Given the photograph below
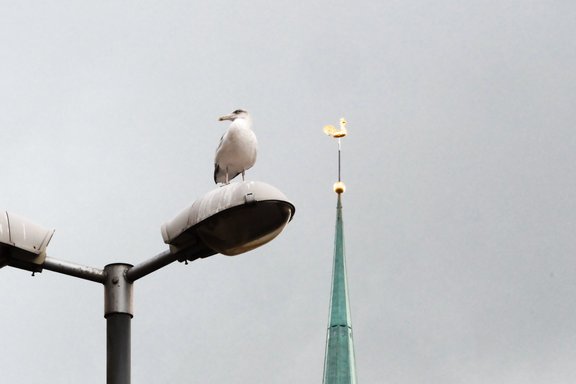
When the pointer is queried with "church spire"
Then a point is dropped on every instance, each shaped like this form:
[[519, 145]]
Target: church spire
[[339, 363]]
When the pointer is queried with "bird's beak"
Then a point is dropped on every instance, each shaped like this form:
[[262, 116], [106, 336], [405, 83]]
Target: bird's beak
[[227, 117]]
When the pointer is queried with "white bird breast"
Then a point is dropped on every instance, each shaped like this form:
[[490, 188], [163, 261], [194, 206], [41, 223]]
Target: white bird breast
[[238, 148]]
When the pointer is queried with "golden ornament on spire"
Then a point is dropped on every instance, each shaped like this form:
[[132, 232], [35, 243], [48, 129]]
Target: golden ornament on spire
[[331, 130], [336, 133]]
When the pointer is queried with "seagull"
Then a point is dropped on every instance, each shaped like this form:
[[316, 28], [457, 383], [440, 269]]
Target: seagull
[[237, 150]]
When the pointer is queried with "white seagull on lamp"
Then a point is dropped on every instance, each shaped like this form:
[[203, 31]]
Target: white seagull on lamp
[[238, 148]]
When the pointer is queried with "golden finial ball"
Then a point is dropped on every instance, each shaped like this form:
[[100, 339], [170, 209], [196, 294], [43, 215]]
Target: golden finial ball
[[339, 187]]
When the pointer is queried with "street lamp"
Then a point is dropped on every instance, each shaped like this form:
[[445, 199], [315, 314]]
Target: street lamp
[[231, 219]]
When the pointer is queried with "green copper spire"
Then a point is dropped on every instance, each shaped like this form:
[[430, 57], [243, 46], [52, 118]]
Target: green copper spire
[[339, 363]]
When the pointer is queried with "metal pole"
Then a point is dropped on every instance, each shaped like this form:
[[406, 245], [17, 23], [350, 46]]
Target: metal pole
[[151, 265], [73, 269], [118, 348], [118, 312]]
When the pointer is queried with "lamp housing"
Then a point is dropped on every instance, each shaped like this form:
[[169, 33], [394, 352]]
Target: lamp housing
[[231, 219], [22, 243]]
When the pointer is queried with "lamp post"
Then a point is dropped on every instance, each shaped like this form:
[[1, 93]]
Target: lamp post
[[231, 220]]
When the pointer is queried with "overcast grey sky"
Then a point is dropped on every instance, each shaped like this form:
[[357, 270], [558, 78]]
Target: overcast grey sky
[[460, 166]]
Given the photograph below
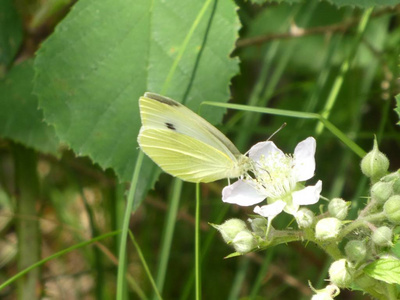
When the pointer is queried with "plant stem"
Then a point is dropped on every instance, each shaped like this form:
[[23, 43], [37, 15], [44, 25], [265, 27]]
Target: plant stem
[[361, 222]]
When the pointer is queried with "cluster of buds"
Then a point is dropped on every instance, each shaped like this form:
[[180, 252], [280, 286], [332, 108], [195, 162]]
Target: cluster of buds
[[279, 178]]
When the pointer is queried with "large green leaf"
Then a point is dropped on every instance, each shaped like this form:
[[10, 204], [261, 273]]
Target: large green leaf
[[10, 33], [106, 53], [20, 119], [359, 3]]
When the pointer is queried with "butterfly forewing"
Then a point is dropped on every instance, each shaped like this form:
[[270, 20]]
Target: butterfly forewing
[[164, 113], [186, 157]]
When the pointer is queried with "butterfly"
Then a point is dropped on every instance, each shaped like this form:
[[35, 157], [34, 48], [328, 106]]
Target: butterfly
[[184, 144]]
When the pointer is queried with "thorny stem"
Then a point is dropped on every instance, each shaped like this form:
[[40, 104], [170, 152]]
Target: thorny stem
[[361, 222]]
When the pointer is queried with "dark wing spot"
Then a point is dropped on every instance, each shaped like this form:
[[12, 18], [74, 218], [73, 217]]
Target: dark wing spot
[[170, 126]]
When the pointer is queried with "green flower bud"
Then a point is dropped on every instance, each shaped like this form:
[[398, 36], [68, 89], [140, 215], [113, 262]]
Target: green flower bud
[[382, 236], [392, 209], [244, 241], [381, 191], [341, 273], [338, 208], [394, 178], [230, 228], [356, 251], [305, 218], [328, 293], [259, 226], [328, 228], [375, 164]]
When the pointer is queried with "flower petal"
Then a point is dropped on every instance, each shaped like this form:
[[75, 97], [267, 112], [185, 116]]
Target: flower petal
[[304, 161], [241, 193], [270, 210], [309, 195], [264, 149]]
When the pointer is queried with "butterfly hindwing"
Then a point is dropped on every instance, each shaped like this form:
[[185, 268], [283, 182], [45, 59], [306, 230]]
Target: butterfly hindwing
[[184, 156]]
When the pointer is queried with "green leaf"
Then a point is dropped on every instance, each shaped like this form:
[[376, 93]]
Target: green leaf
[[385, 269], [364, 3], [10, 33], [106, 53], [20, 119], [397, 109], [359, 3]]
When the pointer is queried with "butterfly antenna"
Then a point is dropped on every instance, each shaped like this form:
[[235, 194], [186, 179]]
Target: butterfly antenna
[[279, 129]]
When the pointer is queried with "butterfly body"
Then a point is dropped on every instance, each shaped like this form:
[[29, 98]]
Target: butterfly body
[[185, 145]]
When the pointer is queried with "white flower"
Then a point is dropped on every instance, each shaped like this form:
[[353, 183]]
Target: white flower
[[276, 176]]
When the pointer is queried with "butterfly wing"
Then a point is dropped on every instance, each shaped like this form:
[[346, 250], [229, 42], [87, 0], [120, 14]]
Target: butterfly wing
[[164, 113], [186, 157]]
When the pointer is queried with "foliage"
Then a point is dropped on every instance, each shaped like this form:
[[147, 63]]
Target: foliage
[[71, 74]]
________________
◆ **Written task**
Copy out all of the data above word for word, leaving out the pictures.

◆ **Response to the exercise**
Given the photograph below
When the pointer is queried with "church spire"
Then a point is dropped on every instance, each shaped like this form:
[[519, 145]]
Target: church spire
[[339, 363]]
When the pointer is queried with "bird's beak"
Then a point is dropped on every instance, each shaped like this form:
[[262, 116], [106, 336], [405, 83]]
Target: bird's beak
[[227, 117]]
When the pointer is queried with "white bird breast"
Then a point is dropped on every instance, each shaped like this form:
[[490, 188], [163, 261], [194, 206], [41, 223]]
Target: white bird breast
[[238, 148]]
When the pointer is queried with "golden ornament on spire"
Then a point is dropped on every instance, each shaped like this form:
[[132, 232], [35, 243], [48, 129]]
Target: golden ornament on spire
[[331, 130], [336, 133]]
When the pointer is queried with "seagull"
Then a point is dropped on every instance, each shaped like this form:
[[316, 28], [457, 383], [440, 269]]
Target: seagull
[[237, 150]]
When the pointer is queried with "white seagull on lamp"
Then a point is dropped on every instance, each shaped like this form:
[[203, 31]]
Target: white seagull on lamp
[[238, 148]]
When the pointer is queried with "golden finial ball"
Then a point is dropped on every instance, each shaped like this form:
[[100, 339], [170, 209], [196, 294], [43, 215]]
Target: golden finial ball
[[339, 187]]
When the pointer is queried with "street lamp"
Then a point is dropped on every instance, each shaped like this form:
[[445, 199], [315, 314]]
Target: street lamp
[[231, 219]]
When the pointer is queried with "green copper spire"
Then a point is dropped on every instance, each shaped like this form:
[[430, 57], [243, 46], [52, 118]]
Target: green copper spire
[[339, 363]]
When the pointer is queried with "metal pole"
Then a point is dropped on every instance, each shaped like this form:
[[406, 245], [17, 23], [350, 46]]
Target: metal pole
[[151, 265], [73, 269], [118, 348], [118, 312]]
When the pointer is queried with "lamp housing"
Then a point is dropped on every instance, each shaped like this form:
[[169, 33], [394, 352]]
Target: lamp housing
[[231, 219], [22, 243]]
When the pointer is queried with "lamp post"
Then a point is dropped on every instance, each shaped like this form:
[[1, 93]]
Target: lamp post
[[231, 220]]
When the pointer is queried with "overcast grey sky"
Then a point is dropped on every instance, each shaped like this form:
[[357, 270], [558, 78]]
Target: overcast grey sky
[[460, 166]]
Given the photograph below
When the pointer is queried with "plant stem"
Then a point is dropped on every instance, each shaped like this form:
[[23, 43], [37, 15], [44, 25], [265, 27]]
Target: plant stem
[[361, 222]]
When the pointer is queried with "cluster of buds"
Then a point is dropped on every instance, each shaped like this form:
[[180, 252], [280, 286], [332, 108], [195, 162]]
Target: cluster of buds
[[279, 178]]
When the pointer is queried with "large green leaf"
Then a point is dropped on every instance, each shaped like this form:
[[10, 204], [261, 273]]
Target: large green leaf
[[10, 33], [106, 53], [20, 119], [359, 3]]
When the pointer is queried with "butterfly forewing"
Then a point is dropped on every instance, each shaped like this form:
[[270, 20]]
Target: butterfly forewing
[[164, 113], [186, 157]]
When the pointer is queried with "butterfly"
Then a point is dropped on every instance, each shaped like this form:
[[35, 157], [34, 48], [328, 106]]
Target: butterfly
[[184, 144]]
When the pointer is queried with "thorny stem"
Then a point is dropped on every instance, each shaped like this form:
[[40, 104], [170, 152]]
Target: thorny stem
[[361, 222]]
When the pointer is queried with "dark wing spot"
Then a point is dropped on every instance, each shaped like this form:
[[12, 18], [74, 218], [73, 217]]
Target: dark wing spot
[[170, 126]]
When the pointer is queried with "green flower bud"
Then a point is dropped on every instance, each shaped like this form:
[[398, 36], [68, 89], [140, 215], [113, 262]]
Target: green flower bud
[[382, 236], [392, 209], [244, 241], [381, 191], [341, 273], [338, 208], [394, 178], [230, 228], [356, 251], [305, 218], [328, 293], [259, 226], [328, 228], [375, 164]]
When the pointer is queried with "flower petal"
Then a point is dropped on every instance, each shaped like this form:
[[75, 97], [267, 112], [185, 116]]
Target: flower petal
[[304, 161], [241, 193], [270, 210], [309, 195], [264, 149]]
When the pointer is queried with "butterfly hindwing"
Then a point is dropped on every instance, each shaped like this form:
[[185, 268], [283, 182], [45, 59], [306, 230]]
Target: butterfly hindwing
[[184, 156]]
When the pointer is queried with "green leaf"
Then a point is dropped on every instance, each shaped like this form:
[[376, 93]]
Target: green leaf
[[385, 269], [364, 3], [10, 33], [106, 53], [20, 119], [397, 109], [359, 3]]
When the pointer is queried with "butterfly antenna"
Then a point is dropped on every instance, each shaped like this form:
[[235, 194], [186, 179]]
Target: butterfly antenna
[[279, 129]]
When the pointer is queried with "butterfly body"
Then a point is dropped on every instance, each shaped like this form:
[[29, 98]]
Target: butterfly body
[[185, 145]]
When the pointer is queried with "white flower"
Then a point is dropped on every instance, each shaped like this form:
[[353, 183]]
Target: white flower
[[276, 176]]
When the pointer is queried with "butterfly wing"
Then a point is dropped on every instance, each shaped like this form:
[[346, 250], [229, 42], [87, 0], [120, 14]]
Target: butterfly wing
[[164, 113], [186, 157]]
When the pointer is queried with "foliage"
Then a point is dropped on every instance, each shaped like this form:
[[147, 63]]
Target: foliage
[[71, 74]]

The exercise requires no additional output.